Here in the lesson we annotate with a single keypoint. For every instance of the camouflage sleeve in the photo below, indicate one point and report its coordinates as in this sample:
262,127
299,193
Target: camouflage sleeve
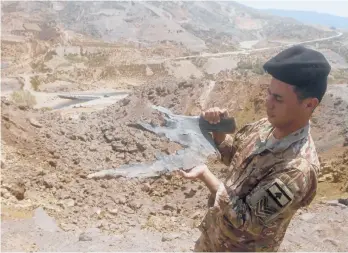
226,150
275,199
229,146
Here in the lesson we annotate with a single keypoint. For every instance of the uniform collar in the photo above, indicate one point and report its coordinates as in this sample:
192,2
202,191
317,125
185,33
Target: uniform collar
279,145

*Work task*
Say again, word for word, every line from the one with "Target: camouflage sleeve" through the last line of the data above, minus the pictures.

*Answer below*
Target: camouflage sleeve
226,150
275,199
229,146
Here in the lesson we annotate with a single keypoint. For every instance of the uniform collar in the photo above, indicate one point and report its coordinates as in this sample:
192,2
202,191
317,125
185,33
Target: uniform collar
279,145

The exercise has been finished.